THE TASK
Output all records verbatim.

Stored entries
..........
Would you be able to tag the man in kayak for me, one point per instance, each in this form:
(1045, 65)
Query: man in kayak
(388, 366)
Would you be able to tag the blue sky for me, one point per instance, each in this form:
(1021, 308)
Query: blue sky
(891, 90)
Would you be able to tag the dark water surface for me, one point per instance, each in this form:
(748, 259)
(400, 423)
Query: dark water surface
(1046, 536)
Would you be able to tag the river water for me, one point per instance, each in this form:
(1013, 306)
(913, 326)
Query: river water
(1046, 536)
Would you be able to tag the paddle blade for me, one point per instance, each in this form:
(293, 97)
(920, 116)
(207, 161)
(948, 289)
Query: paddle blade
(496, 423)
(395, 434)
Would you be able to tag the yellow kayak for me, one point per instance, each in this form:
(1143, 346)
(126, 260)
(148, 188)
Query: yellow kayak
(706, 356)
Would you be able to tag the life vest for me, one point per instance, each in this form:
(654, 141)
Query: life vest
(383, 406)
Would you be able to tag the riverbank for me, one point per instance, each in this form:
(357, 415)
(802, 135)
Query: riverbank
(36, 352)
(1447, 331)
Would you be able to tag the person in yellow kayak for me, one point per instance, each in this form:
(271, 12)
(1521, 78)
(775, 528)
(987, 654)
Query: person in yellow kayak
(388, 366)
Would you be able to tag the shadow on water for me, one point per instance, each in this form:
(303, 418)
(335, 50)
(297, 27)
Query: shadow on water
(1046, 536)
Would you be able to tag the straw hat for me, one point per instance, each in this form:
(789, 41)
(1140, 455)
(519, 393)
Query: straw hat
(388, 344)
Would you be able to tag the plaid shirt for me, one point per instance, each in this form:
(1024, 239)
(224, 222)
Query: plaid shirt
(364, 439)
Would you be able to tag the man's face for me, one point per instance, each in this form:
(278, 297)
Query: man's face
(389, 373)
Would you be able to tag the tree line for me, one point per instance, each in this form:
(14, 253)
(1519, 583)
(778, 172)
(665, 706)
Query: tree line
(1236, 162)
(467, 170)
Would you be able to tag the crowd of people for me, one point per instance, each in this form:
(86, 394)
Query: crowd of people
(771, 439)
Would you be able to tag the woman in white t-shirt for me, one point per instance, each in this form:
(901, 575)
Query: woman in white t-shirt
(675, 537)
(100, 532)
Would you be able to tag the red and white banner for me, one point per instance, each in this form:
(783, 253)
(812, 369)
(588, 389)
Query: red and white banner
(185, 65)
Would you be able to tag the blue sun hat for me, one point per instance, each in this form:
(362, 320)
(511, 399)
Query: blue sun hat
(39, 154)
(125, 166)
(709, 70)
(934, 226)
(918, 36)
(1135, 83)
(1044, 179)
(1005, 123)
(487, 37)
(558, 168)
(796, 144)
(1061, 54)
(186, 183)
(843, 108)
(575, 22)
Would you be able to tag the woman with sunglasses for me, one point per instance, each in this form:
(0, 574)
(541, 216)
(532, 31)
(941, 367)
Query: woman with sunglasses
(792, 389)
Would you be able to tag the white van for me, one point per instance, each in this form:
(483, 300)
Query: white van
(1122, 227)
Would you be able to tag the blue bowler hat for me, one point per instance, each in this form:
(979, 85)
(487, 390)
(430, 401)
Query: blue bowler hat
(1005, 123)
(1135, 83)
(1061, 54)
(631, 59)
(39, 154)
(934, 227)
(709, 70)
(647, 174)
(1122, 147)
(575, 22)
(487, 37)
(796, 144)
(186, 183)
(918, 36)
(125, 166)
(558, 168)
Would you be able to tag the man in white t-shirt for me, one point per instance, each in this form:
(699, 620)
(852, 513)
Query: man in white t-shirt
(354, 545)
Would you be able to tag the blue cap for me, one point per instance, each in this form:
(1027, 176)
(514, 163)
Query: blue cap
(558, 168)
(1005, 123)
..........
ANSWER TO THIS PROBLEM
Would you be able to tag the man in kayak for me, one point per instance, each in this form:
(1045, 65)
Query: man in kayak
(388, 366)
Would you be able to tag the blue sky for me, one point per instance, each in this form:
(1021, 308)
Query: blue sky
(891, 90)
Would you be able to tag the dark water surface for me, one point per instance, each in this form:
(748, 259)
(400, 423)
Query: dark water surface
(1046, 536)
Would you be able to tag the river water for me, one point per instance, each in this form:
(1013, 306)
(913, 326)
Query: river water
(1046, 536)
Would you be able to tag the paddle blade for me, one point per instance, each in this form:
(293, 97)
(920, 116)
(207, 161)
(948, 289)
Query: paddle blade
(496, 423)
(395, 434)
Would you be able to tag the yellow kayak for me, one point per instance, each in this form:
(1143, 346)
(126, 260)
(148, 188)
Query: yellow kayak
(706, 356)
Would you be able to tag the life vest for me, one point per instance, each in this form:
(654, 141)
Query: life vest
(383, 406)
Would you be able to tag the riverbank for me, one point per instance, each in this form:
(357, 415)
(802, 135)
Query: riverbank
(36, 352)
(1447, 331)
Would you be able to tag the person in yellow kayak for me, one point per instance, each in this form:
(271, 12)
(1521, 78)
(775, 528)
(987, 654)
Query: person in yellow kayak
(388, 366)
Would you be able to tag the shadow on water for me, one point per instance, each in this form:
(303, 418)
(335, 50)
(297, 27)
Query: shadow on water
(1046, 536)
Would you be able to tag the straw hat for me, one point per instance, each in this form:
(789, 41)
(1140, 455)
(519, 393)
Query: straw hat
(388, 344)
Would you be able to tag the plaid shirt for me, one point per instance, each in this form:
(1024, 239)
(224, 222)
Query: plaid shirt
(364, 439)
Would you be able to tag the man's face for me, one point per instance, each in this form:
(278, 297)
Query: man's face
(389, 373)
Would you be able to tag the tree line for me, one point per instance, each in this form:
(14, 253)
(1519, 583)
(778, 172)
(665, 706)
Query: tree line
(1236, 162)
(467, 170)
Would you be able to tag the crowd of people for me, one point per instance, each in this form:
(86, 394)
Query: crowd of people
(771, 439)
Would you be able to tag the woman in white t-shirt for me, one point per instance, each in this form:
(901, 575)
Query: woman in white t-shirt
(675, 537)
(100, 532)
Would you be able to tag the red and white banner for me, one point per instance, each in this form:
(783, 253)
(812, 369)
(588, 389)
Query: red and white banner
(185, 65)
Would you be able to tag the blue sun hat for me, one point per instance, each in this form:
(362, 320)
(511, 399)
Query: blue sun hat
(39, 154)
(125, 166)
(709, 70)
(934, 226)
(918, 36)
(1135, 83)
(1044, 179)
(1005, 123)
(487, 37)
(558, 168)
(796, 144)
(1061, 54)
(186, 183)
(843, 108)
(575, 22)
Would you be able to tag the woman with sunglasses for me, one point per instance, each in this form:
(0, 574)
(541, 216)
(532, 31)
(941, 367)
Query: woman with sunglasses
(792, 389)
Would you be able to tag the white van for me, one point per instance, each in this form:
(483, 300)
Query: white van
(1122, 227)
Would you be able to tag the blue bowler hat for me, one point per instance, each in this form:
(979, 85)
(487, 390)
(430, 401)
Query: blue bowler hat
(1005, 123)
(1135, 83)
(1061, 54)
(631, 59)
(39, 154)
(934, 227)
(709, 70)
(647, 174)
(1122, 147)
(575, 22)
(487, 37)
(796, 144)
(186, 183)
(918, 36)
(125, 166)
(558, 168)
Would you be able to tag the man in white t-shirt for me, one point per instance, each in this form:
(699, 620)
(852, 513)
Query: man in white t-shirt
(354, 545)
Would you be able to tag the blue cap for me, one point per instance, each in this form:
(1027, 176)
(514, 163)
Query: blue cap
(558, 168)
(1005, 123)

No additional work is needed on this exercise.